• [EXERCISE]: Transcribe the stretch of entries below from the line with "Target: light wood plank floor" through the line with "Target: green potted plant", exactly and with both ends included; leave out all other lines.

[Natural-language object grounding data]
══════════════════════════════
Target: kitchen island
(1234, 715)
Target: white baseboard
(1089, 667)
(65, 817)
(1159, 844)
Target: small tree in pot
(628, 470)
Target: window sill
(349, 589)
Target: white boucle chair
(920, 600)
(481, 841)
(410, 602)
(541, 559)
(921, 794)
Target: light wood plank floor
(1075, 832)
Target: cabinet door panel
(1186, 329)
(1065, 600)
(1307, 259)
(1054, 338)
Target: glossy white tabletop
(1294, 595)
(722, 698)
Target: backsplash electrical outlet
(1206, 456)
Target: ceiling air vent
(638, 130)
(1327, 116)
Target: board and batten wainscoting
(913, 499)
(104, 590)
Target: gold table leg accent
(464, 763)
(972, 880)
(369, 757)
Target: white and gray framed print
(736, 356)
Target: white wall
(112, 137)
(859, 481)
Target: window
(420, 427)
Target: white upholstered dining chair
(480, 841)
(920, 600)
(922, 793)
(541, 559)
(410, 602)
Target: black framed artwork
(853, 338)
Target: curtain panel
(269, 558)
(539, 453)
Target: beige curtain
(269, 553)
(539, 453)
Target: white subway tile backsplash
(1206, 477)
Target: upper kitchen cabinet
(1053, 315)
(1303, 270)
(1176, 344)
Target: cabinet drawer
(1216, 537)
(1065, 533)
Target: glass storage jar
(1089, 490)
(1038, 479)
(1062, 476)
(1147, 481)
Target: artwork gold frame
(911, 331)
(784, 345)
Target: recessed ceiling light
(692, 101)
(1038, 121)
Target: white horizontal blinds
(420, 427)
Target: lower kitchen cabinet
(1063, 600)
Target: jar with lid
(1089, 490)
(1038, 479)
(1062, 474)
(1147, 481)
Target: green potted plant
══════════════════════════════
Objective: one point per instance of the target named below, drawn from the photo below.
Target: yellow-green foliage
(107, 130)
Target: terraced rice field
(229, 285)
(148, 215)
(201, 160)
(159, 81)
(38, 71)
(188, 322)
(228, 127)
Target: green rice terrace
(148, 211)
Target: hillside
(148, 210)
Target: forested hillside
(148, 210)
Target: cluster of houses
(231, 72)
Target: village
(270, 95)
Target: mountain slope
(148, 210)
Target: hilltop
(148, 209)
══════════════════════════════
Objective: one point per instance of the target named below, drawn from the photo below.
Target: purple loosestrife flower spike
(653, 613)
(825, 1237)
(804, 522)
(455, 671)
══════════════════════════════
• [WRITTEN SOLUTION]:
Target: light wood plank floor
(1075, 832)
Target: cabinet door panel
(1186, 329)
(1065, 600)
(1307, 259)
(1054, 338)
Target: glossy white tabletop
(1294, 595)
(722, 698)
Target: backsplash electrical outlet
(1206, 456)
Target: ceiling air vent
(638, 130)
(1327, 116)
Target: board and batten wainscoting
(913, 499)
(104, 590)
Target: gold table leg accent
(464, 763)
(972, 880)
(369, 757)
Target: white and gray framed print
(736, 356)
Target: white wall
(112, 137)
(859, 481)
Target: window
(420, 427)
Target: white upholstered dining chair
(480, 841)
(920, 600)
(922, 793)
(541, 559)
(410, 602)
Target: black framed artwork
(853, 338)
Target: curtain panel
(269, 558)
(539, 453)
Target: beige curtain
(269, 553)
(539, 453)
Target: white subway tile backsplash
(1206, 477)
Target: upper kitchen cabinet
(1053, 315)
(1303, 270)
(1176, 344)
Target: cabinet drawer
(1216, 537)
(1065, 533)
Target: glass storage jar
(1089, 490)
(1038, 479)
(1062, 476)
(1147, 481)
Target: artwork gold frame
(911, 331)
(784, 345)
Target: recessed ceiling light
(692, 101)
(1038, 121)
Target: white horizontal blinds
(420, 427)
Target: lower kitchen cabinet
(1063, 600)
Target: jar with lid
(1089, 490)
(1038, 479)
(1062, 474)
(1147, 481)
Target: green potted plant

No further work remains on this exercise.